# Selected text

Well thats gonna take time, the products they were marketing were for that crowd. Noting wrong with that, they were catering to a large portion of the market. They have only recently started to make some products of higher quality, the reference line as an example. They are not going to be selling them at flea markets! I highly doubt the ppi line will be there either, they will be shopped to either bigger box stores or mom and pop. It is definitely going to take time to prove they can hang and produce good quality stuff. Having owned some of the newer Ref. I can comfortably say they can hang without question. Once again I think it is pretty foolish to base anything on stuff that was marketed and made for one group and compare it to something that was clearly made with different intentions. Would it be ok to compare alpine type x with type e or f1? I think that is the mindset that people are missing when thinking about the attempt to release the new ppi as well as the ss ref. Different products for different markets. Companys do it every day, this is no different. Its not like the dont have the funds to make it happen!


----------



## JKashat

Assuming they make them to look like the old school Art Series or modern interpretations of them, I will be picking up an A640.2, an A840.4, and an A420.2. I'll use the A840.2 and A420.2 for a 3-way active front stage and the A640.2 for the sub (or subs) of my new Pioneer DEX-P99RS.


----------



## JKashat

I just wish they had a modern day version of the A1200.2 too.

# Provided records
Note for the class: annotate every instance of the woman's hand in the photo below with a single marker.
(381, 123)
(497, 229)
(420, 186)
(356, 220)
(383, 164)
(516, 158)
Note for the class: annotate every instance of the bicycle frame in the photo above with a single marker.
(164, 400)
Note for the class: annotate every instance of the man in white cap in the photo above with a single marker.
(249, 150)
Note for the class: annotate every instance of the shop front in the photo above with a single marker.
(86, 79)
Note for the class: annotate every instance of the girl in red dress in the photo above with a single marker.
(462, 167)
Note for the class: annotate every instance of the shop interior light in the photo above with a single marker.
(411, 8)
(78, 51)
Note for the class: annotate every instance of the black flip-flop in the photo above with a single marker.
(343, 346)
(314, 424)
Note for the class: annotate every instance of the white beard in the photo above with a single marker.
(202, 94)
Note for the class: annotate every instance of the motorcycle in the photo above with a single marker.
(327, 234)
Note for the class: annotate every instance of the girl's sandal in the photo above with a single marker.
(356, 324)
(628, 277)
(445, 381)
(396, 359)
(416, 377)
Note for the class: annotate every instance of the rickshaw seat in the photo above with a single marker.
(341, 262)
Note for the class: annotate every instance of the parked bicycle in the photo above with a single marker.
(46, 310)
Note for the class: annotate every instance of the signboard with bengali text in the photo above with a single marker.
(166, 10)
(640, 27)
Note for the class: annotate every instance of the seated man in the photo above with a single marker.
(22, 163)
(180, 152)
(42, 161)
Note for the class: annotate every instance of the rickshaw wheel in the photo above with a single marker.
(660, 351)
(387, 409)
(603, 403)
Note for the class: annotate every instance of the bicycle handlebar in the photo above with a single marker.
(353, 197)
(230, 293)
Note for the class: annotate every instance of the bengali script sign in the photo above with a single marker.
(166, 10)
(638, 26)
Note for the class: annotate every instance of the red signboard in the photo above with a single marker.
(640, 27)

# Exercises
a) Answer these questions using the forum thread about car audio amplifiers.
(i) Which line does the first post name as an example of the company's recent higher-quality products?
(ii) What will the A640.2 power, according to JKashat?
(iii) Which older model does JKashat wish had a modern-day version?
b) Extend the forum thread about car audio amplifiers with a few more posts, starting after its final post.

# Task responses
a)
(i) The reference line.
(ii) The sub (or subs) of the new Pioneer DEX-P99RS.
(iii) The A1200.2.

b)
----------



## benny

ARCuhTEK said:


> Please note: I attempted to get the discussion back on track. But haters will continue to hate. Gate is open..step right up.


Hab SoSlI' Quch!


----------



## Torquem

JKashat said:


> And, alas the Art Series/Collection, the holly grain in some peoples minds.


I have been looking for the holly grain for quite some time. It has a touch of a "christmasty" flavor over other grains.


----------



## JKashat

Torquem said:


> I have been looking for the holly grain for quite some time. It has a touch of a "christmasty" flavor over other grains.


OK OK... "Grail"


----------



## ARCuhTEK

Are there ANY audio companies that produce amplifiers which are 100% American made, and I do not mean American assembled? I suspect not and was just curious about the stigma that some companies get for cranking out junk purely based on geography and not real final results.


----------



## benny

Joel Audio - Hand Crafted Power Amps for High End Car Audio Systems


----------



## bkjay

benny said:


> Joel Audio - Hand Crafted Power Amps for High End Car Audio Systems


Nice made in OHIO! I think it's time for a little road trip.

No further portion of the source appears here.